→ ENSEMBLE DES TÂCHES
A: Répondez brièvement aux questions suivantes sur l'extrait consacré à l'essai Démocratie :
(i) Chez quel éditeur l'essai est-il réédité ?
(ii) Dans la Grèce antique, de quelle manière les citoyens qui gouvernaient étaient-ils désignés ?
(iii) Pour quoi James Madison craignait-il ?
B: Poursuivez l'extrait consacré à l'essai Démocratie en rédigeant la suite qui vient après sa dernière phrase.

→ EXTRAIT DE PAGE

----

« Francis Dupuis-Déri nous explique l’astuce des élites consistant à inventer une fiction de toutes pièces. La souveraineté du peuple exercée par procuration. Élire des représentants fut présenté comme l’expression du pouvoir populaire, alors que pendant des siècles l’élection avait été considérée comme un mécanisme aristocratique, ne sélectionnant que « les meilleurs ». Le tirage au sort, emblème athénien de l’égalité, fut ainsi relégué dans l’oubli. »
Dans son essai Démocratie, aujourd’hui réédité aux éditions Lux, le chercheur franco-canadien Francis Dupuis-Déri entreprend de retracer la généalogie d’un terme qui, d’Athènes à nos parlements actuels, n’a cessé de changer de sens et de visage, au point de désigner aujourd’hui le contraire de ce qu’il signifiait jadis. C’est moins une histoire des institutions qu’une sorte d’archéologie du langage politique : une enquête historique et rhétorique sur la manière dont un mot honni a été retourné en fétiche, puis instrumentalisé jusqu’à devenir l’emblème de tous les régimes dits respectables.
Dans la Grèce antique, démocratie ne désignait rien d’autre que le pouvoir direct du peuple assemblé. Les citoyens, tirés au sort, gouvernaient eux-mêmes, sans intermédiaires. Aux yeux des philosophes, c’était une aberration : Aristote, Cicéron et tant d’autres ne voyaient dans cette foule qu’un monstre irrationnel, prompt à se laisser séduire par les démagogues et à saper la stabilité sociale. Pendant deux millénaires, le mot resta péjoratif, synonyme de désordre et de tyrannie de la majorité pauvre sur la minorité riche.
Les révolutions américaine et française ne firent pas exception : leurs élites patriotes, bien qu’hostiles à la monarchie, redoutaient davantage encore l’assemblée populaire. John Adams parlait d’« inconsistance » ou de « débauche », Barnave de « subversion » ou de « fléau ». James Madison craignait pour la propriété privée. Pour eux, la démocratie s’apparentait à un cauchemar. Leur idéal était républicain : un régime mixte, fondé sur la séparation des pouvoirs, gouverné par des représentants vertueux, souvent issus des classes aisées. Le peuple proclamé souverain n’était convié qu’aux urnes – et encore, à intervalles rares.
Francis Dupuis-Déri cite d’ailleurs, à dessein, Jean-Jacques Rousseau, édifiant quant aux tensions dont la démocratie contemporaine demeure porteuse : « La volonté ne se représente point. Les députés du peuple ne sont donc ni ne peuvent être ses représentants […]. Toute loi que le peuple en personne n’a pas ratifiée est nulle ; ce n’est point une loi. Le peuple anglais pense être libre ; il se trompe fort, il ne l’est que durant l’élection des membres du Parlement ; sitôt qu’ils sont élus, il est esclave, il n’est rien. »

----

→ Entrées pour l'étiquetage des cadres de délimitation
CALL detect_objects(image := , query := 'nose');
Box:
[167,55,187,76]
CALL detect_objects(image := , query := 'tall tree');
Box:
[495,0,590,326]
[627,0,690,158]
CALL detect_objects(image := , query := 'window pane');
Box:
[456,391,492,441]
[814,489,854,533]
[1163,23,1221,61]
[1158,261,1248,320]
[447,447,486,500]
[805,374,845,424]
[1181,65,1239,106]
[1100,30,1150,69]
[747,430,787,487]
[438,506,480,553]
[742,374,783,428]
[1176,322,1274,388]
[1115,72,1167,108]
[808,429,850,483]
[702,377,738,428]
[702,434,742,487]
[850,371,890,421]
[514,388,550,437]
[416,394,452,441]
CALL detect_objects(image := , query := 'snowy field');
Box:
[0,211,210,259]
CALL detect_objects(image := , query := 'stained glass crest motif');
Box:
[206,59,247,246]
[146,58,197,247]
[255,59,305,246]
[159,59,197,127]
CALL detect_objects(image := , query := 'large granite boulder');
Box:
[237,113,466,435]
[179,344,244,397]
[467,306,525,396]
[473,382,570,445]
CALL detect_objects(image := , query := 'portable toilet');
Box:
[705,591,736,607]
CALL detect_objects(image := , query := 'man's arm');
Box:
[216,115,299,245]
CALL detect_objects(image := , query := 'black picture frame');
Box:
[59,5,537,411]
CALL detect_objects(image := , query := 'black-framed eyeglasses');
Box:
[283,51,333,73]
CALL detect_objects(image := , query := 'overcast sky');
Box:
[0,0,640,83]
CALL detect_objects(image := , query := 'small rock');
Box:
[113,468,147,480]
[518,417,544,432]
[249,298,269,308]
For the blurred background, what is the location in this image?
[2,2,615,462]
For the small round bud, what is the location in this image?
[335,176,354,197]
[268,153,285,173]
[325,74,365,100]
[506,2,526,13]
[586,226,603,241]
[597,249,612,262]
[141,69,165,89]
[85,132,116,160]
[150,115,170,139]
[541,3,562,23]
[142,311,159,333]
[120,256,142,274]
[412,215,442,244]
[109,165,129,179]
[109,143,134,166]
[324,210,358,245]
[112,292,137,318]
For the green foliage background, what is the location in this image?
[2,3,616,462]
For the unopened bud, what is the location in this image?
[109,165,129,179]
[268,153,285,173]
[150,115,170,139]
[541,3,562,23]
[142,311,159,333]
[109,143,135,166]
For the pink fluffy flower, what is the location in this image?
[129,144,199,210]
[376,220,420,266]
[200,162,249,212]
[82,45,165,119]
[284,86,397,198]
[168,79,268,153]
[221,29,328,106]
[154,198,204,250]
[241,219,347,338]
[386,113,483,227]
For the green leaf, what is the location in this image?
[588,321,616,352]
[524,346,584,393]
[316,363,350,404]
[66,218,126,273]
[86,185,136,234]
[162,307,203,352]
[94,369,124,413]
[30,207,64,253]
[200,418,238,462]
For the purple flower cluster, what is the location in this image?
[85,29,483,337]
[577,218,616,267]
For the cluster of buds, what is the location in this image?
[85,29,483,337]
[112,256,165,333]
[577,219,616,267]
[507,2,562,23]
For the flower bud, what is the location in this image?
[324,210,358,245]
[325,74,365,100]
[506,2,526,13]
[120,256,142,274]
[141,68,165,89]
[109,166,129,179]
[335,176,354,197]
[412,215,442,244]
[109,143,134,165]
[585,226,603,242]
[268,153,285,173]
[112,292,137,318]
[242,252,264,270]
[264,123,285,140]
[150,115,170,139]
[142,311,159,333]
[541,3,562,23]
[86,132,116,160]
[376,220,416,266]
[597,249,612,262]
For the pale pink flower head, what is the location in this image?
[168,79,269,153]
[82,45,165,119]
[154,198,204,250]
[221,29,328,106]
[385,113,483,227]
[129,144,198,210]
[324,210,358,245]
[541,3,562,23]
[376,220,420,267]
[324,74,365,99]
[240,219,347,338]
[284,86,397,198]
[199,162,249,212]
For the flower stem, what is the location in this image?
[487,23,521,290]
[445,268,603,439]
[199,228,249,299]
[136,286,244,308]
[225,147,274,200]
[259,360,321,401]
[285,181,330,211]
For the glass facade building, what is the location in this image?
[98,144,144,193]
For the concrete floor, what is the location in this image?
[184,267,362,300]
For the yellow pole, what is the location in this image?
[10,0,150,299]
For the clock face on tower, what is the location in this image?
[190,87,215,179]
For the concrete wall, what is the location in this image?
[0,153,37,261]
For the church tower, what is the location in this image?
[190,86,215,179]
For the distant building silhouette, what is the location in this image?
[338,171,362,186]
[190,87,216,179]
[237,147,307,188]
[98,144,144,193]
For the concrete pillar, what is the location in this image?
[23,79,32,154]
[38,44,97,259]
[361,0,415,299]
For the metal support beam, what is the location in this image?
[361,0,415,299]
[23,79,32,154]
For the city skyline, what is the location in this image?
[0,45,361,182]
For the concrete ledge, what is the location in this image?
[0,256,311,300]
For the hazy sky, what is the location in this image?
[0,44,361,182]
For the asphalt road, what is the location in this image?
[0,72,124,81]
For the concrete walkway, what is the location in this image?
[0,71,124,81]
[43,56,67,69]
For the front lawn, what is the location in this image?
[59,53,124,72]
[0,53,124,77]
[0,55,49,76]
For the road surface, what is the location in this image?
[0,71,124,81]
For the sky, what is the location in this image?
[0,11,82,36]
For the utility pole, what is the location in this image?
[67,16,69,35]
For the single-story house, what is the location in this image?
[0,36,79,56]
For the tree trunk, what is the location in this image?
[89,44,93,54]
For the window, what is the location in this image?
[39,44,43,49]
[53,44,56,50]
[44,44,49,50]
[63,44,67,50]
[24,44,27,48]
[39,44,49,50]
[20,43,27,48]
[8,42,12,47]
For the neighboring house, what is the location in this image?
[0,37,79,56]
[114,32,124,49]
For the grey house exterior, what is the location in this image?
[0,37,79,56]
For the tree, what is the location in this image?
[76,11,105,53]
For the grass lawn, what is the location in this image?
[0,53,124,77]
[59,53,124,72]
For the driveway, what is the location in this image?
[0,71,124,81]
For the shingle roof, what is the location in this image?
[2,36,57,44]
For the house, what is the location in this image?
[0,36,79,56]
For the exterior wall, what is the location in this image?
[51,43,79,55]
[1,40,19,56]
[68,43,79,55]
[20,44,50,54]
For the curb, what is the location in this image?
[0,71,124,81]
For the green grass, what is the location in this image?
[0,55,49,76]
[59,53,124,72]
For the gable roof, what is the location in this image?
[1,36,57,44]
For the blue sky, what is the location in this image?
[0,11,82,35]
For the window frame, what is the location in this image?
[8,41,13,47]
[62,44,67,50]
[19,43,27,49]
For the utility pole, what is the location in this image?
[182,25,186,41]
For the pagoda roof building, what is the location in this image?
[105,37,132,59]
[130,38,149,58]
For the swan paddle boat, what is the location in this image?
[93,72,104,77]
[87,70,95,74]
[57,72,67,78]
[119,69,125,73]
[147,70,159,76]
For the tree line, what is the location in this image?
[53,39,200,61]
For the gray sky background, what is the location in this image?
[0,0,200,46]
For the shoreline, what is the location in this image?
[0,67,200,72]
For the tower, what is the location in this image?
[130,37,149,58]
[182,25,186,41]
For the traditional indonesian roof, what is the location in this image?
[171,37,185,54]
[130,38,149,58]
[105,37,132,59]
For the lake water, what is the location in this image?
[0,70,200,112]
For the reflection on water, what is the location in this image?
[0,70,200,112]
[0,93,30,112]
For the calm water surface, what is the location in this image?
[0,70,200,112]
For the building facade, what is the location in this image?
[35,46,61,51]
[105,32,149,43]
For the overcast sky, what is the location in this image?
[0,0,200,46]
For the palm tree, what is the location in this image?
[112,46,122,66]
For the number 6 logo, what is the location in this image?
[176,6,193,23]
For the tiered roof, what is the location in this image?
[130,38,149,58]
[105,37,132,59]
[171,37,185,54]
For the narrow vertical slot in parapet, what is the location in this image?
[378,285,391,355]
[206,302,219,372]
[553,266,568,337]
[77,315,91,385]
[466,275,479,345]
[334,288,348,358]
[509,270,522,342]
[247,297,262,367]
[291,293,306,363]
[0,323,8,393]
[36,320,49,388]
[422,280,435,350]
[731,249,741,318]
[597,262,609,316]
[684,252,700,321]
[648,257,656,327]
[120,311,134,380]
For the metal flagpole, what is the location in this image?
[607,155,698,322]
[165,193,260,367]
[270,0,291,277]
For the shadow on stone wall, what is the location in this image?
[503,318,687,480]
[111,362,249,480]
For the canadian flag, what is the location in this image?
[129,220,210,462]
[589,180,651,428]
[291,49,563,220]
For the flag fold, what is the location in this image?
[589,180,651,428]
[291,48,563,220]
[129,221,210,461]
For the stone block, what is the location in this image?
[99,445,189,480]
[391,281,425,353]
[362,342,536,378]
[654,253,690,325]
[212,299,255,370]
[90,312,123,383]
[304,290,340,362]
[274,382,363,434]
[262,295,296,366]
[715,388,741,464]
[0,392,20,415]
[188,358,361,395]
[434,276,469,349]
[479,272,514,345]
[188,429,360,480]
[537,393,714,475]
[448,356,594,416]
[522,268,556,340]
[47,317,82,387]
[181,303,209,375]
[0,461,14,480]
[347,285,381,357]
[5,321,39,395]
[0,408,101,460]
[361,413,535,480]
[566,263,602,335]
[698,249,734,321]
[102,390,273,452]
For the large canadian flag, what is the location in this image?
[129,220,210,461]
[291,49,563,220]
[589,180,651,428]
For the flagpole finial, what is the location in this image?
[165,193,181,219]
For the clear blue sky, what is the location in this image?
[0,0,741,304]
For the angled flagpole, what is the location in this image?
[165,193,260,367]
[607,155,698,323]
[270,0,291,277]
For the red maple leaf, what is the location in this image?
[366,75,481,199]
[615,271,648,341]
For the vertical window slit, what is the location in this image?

----

→ RÉPONSES AUX TÂCHES
A:
(i) Aux éditions Lux.
(ii) Ils étaient tirés au sort.
(iii) Pour la propriété privée.

B:
Le langage comme arme politique
L’auteur en atteste amplement : l’histoire de la démocratie est d’abord une affaire de mots. Nommer, c’est dominer. Au XVIIIe siècle, le terme démocratie faisait office d’insulte, tandis que république ou fédéraliste valaient brevets de légitimité. Mais au XIXe siècle, le mot change de camp : bannis du vocabulaire officiel, certains républicains français s’en réclament par défi ; aux États-Unis, les partisans de Jefferson ou d’Andrew Jackson se baptisent « démocrates » pour se poser en défenseurs du « vrai peuple » contre l’aristocratie financière. Peu à peu, la démocratie devient un talisman, un mot dont nul parti ne peut se passer.
Cette manipulation lexicale n’a rien de neutre : elle transforme une idée redoutée en idéal consensuel. Comme l’écrivait Guizot après les événements révolutionnaires de 1848 : « Tel est l’empire du mot démocratie que nul gouvernement, nul parti n’ose vivre, et ne croit le pouvoir, sans inscrire ce mot sur son drapeau. »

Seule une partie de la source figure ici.